>> Start Information shown

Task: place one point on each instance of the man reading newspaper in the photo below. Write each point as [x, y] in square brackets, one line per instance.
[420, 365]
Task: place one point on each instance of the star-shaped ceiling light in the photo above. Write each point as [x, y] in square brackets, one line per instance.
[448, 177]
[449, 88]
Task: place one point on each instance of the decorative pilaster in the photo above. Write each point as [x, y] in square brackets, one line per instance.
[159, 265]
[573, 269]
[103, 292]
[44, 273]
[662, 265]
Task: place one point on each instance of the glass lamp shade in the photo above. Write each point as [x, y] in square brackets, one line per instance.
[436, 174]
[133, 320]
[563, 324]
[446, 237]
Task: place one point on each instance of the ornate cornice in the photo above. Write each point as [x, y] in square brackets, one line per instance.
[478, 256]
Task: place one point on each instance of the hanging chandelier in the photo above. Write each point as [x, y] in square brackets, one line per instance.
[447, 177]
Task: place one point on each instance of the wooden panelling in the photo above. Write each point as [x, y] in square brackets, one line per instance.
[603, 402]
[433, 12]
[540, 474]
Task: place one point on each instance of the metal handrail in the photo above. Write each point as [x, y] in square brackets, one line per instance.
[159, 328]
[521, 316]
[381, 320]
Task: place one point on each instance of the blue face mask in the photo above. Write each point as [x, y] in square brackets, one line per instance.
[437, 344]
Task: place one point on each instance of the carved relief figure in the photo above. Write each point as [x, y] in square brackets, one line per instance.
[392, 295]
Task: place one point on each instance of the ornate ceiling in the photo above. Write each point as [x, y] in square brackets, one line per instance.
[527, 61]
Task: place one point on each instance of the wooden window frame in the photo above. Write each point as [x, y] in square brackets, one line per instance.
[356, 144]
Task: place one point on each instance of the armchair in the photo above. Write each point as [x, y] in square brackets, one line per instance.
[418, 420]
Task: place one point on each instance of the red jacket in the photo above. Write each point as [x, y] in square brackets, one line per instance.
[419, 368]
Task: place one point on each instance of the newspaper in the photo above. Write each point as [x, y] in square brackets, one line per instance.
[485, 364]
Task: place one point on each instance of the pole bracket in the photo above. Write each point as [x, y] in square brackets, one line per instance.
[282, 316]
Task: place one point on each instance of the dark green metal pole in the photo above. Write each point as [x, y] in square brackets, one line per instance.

>> End Information shown

Exercise brief =>
Starting at the line that contains "Task: place one point on each instance of the armchair", retype each line through the end of the listing above and nothing else.

Result of this task =>
Task: place one point on each instance of the armchair in the photo above. Write each point as [x, y] in square brackets, one line per instance.
[418, 420]
Task: place one point on each instance of the red jacket in the photo above. Write each point as [x, y] in square brackets, one line per instance.
[419, 368]
Task: place one point on each instance of the newspaper in the photo above. Write each point as [x, y] in square brackets, one line per instance.
[485, 364]
Task: place one point on each instance of the pole bracket in the photo above. Write each point as [x, y] in square brackets, one line per instance.
[282, 316]
Task: place one point on each instance of the dark green metal pole in the photo above. Write each point as [x, y] in square brackets, one line per instance.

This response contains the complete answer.